**Reading text**
'''

Opinion
20-CV-729 (LLS)
04-06-2020
ORDER OF DISMISSAL :
Plaintiff Bernard Tyshawn Anderson Bey, appearing pro se, brings this action alleging violations of the Fair Housing Act and his right to equal protection and due process. By order dated February 5, 2020, the Court granted Plaintiff's request to proceed without prepayment of fees, that is, in forma pauperis. For the reasons set forth below, the complaint is dismissed.
STANDARD OF REVIEW
The Court must dismiss an in forma pauperis complaint, or portion thereof, that is frivolous or malicious, fails to state a claim on which relief may be granted, or seeks monetary relief from a defendant who is immune from such relief. 28 U.S.C. § 1915(e)(2)(B); see Livingston v. Adirondack Beverage Co., 141 F.3d 434, 437 (2d Cir. 1998). The Court must also dismiss a complaint when the Court lacks subject matter jurisdiction. See Fed. R. Civ. P. 12(h)(3). While the law mandates dismissal on any of these grounds, the Court is obliged to construe pro se pleadings liberally, Harris v. Mills, 572 F.3d 66, 72 (2d Cir. 2009), and interpret them to raise the "strongest [claims] that they suggest," Triestman v. Fed. Bureau of Prisons, 470 F.3d 471, 474-75 (2d Cir. 2006) (internal quotation marks and citations omitted) (emphasis in original).

'''

**Data provided**

'''

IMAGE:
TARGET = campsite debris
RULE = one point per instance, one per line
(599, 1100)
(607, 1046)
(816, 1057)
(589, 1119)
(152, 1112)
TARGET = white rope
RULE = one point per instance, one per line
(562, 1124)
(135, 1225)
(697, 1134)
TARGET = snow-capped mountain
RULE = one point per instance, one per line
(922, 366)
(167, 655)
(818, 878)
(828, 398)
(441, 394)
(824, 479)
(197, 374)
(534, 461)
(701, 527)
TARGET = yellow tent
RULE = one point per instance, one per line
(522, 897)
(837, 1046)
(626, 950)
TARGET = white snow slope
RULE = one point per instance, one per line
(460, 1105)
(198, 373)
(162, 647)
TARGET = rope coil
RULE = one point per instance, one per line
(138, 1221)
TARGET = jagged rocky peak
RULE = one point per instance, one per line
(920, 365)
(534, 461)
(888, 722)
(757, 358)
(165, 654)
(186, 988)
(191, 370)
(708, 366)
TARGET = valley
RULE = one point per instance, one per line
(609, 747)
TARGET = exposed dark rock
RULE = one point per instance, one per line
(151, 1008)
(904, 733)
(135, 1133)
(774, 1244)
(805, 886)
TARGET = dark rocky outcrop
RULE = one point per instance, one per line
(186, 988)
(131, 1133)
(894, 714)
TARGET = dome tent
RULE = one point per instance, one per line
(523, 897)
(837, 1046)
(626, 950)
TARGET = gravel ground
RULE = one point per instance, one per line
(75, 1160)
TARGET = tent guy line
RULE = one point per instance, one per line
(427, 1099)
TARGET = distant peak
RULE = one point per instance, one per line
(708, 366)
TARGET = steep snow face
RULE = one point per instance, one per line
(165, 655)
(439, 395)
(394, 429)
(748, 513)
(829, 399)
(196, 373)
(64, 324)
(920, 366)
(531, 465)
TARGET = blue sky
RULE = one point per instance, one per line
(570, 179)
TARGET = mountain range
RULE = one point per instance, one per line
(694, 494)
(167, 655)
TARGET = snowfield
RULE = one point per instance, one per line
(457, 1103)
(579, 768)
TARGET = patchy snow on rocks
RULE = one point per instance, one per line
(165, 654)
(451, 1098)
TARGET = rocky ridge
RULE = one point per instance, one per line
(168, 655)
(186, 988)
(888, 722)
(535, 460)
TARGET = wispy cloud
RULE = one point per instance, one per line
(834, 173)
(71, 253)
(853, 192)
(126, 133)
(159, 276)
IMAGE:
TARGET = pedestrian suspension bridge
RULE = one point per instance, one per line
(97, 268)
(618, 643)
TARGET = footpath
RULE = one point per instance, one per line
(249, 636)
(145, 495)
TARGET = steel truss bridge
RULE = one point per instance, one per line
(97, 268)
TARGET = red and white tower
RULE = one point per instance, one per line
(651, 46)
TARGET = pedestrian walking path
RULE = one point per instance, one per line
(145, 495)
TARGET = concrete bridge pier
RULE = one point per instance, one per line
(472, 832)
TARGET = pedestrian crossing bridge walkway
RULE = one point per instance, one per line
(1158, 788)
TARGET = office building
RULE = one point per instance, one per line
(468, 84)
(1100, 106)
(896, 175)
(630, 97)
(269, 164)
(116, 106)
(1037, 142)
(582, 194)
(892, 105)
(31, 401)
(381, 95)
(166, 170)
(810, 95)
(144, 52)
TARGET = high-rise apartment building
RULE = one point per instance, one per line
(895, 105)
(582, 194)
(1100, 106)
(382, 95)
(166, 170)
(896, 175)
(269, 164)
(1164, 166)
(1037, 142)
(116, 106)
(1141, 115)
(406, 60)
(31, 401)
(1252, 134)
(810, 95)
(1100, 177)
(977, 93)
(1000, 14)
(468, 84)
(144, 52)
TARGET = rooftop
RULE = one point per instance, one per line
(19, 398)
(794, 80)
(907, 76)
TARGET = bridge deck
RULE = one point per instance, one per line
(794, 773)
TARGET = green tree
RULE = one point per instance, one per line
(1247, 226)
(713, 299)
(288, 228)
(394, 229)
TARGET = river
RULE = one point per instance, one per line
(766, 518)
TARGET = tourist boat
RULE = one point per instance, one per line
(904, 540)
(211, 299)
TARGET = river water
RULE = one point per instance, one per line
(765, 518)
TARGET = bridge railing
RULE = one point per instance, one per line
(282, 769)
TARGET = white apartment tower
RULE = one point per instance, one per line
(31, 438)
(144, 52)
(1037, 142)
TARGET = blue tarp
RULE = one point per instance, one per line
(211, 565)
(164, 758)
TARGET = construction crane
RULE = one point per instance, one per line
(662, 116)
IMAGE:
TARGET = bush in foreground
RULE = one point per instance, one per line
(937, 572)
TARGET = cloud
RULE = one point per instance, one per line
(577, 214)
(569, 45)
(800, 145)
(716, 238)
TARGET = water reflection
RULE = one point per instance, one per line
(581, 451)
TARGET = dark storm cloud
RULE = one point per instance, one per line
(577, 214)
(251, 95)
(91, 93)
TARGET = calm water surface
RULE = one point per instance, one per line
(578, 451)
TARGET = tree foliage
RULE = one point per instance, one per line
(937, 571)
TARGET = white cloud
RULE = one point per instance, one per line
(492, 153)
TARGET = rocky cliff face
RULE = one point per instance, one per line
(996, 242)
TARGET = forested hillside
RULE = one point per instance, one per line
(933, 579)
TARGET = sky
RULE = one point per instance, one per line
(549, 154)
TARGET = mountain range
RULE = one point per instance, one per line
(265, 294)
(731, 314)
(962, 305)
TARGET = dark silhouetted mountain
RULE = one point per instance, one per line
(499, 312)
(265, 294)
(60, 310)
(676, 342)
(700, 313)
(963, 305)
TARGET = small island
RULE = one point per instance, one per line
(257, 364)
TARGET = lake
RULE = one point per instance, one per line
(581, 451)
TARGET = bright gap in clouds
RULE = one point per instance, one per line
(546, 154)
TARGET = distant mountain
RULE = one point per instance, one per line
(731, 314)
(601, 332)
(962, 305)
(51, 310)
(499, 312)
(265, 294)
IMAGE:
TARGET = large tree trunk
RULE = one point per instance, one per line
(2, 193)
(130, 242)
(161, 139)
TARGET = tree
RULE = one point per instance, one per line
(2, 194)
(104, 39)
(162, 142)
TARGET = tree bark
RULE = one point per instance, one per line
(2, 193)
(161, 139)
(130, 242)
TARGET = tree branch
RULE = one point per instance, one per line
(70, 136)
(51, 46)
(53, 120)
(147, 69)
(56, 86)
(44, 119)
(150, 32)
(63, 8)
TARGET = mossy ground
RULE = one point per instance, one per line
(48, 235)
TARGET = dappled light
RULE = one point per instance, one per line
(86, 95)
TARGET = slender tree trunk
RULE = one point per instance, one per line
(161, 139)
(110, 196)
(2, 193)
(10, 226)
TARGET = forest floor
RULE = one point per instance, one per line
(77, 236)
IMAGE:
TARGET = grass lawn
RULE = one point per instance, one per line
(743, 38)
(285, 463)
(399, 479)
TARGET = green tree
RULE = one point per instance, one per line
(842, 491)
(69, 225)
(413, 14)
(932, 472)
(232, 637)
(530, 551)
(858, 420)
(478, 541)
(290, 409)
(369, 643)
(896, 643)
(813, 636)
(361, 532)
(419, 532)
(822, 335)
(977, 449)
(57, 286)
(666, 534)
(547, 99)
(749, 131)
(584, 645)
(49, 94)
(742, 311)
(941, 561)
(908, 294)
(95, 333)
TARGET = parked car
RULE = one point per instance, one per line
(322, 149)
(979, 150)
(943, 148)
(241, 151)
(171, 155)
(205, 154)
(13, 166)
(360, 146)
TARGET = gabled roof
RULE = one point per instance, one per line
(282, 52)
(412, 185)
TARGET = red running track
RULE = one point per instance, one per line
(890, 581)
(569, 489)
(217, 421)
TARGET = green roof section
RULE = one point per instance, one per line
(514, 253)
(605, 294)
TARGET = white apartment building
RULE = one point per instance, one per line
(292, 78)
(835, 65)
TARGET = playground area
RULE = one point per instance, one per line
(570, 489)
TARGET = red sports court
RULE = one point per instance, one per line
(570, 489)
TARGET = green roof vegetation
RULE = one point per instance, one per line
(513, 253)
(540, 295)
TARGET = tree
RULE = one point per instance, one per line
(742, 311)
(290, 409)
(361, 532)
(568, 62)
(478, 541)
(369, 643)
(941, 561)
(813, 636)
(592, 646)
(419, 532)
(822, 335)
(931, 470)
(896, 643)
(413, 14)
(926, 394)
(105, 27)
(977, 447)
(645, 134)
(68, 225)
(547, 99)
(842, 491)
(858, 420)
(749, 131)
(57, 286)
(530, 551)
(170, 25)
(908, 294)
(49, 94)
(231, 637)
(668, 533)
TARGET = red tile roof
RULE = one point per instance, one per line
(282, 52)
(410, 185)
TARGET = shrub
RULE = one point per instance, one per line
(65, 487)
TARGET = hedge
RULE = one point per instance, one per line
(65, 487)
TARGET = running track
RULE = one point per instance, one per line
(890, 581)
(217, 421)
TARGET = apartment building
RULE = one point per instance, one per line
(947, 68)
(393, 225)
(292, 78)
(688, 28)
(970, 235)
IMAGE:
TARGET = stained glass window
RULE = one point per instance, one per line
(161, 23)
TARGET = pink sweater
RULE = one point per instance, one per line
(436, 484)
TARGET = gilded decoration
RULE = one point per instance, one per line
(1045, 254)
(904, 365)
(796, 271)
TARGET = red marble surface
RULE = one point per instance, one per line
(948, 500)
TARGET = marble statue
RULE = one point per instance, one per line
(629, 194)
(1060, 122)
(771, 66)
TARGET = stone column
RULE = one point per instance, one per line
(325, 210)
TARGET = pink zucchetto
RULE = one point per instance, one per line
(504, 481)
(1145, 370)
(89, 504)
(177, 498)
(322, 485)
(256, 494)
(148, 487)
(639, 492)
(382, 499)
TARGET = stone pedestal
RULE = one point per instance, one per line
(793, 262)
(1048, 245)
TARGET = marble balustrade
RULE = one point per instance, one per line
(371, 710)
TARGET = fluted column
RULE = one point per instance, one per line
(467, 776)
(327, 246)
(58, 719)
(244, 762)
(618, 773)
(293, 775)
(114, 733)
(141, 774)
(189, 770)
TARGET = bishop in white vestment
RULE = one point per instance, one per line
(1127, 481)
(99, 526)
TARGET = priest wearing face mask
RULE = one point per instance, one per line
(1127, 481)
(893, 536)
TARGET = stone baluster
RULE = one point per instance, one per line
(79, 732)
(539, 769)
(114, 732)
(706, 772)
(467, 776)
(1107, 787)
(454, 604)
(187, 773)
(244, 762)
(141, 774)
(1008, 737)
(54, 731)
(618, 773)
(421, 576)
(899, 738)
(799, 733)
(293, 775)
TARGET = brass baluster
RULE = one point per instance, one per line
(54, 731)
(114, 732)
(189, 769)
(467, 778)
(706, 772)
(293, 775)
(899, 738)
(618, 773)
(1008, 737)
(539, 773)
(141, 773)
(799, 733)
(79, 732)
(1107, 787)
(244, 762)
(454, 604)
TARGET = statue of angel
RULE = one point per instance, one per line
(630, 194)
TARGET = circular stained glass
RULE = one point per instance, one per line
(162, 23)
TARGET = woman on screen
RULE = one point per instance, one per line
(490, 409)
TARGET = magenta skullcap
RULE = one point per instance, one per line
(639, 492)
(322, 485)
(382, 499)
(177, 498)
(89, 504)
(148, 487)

'''

**Exercise task**
Repeat word for word the stretch of the dismissal order from "STANDARD OF REVIEW" through "(emphasis in original).".

**Result**
STANDARD OF REVIEW
The Court must dismiss an in forma pauperis complaint, or portion thereof, that is frivolous or malicious, fails to state a claim on which relief may be granted, or seeks monetary relief from a defendant who is immune from such relief. 28 U.S.C. § 1915(e)(2)(B); see Livingston v. Adirondack Beverage Co., 141 F.3d 434, 437 (2d Cir. 1998). The Court must also dismiss a complaint when the Court lacks subject matter jurisdiction. See Fed. R. Civ. P. 12(h)(3). While the law mandates dismissal on any of these grounds, the Court is obliged to construe pro se pleadings liberally, Harris v. Mills, 572 F.3d 66, 72 (2d Cir. 2009), and interpret them to raise the "strongest [claims] that they suggest," Triestman v. Fed. Bureau of Prisons, 470 F.3d 471, 474-75 (2d Cir. 2006) (internal quotation marks and citations omitted) (emphasis in original).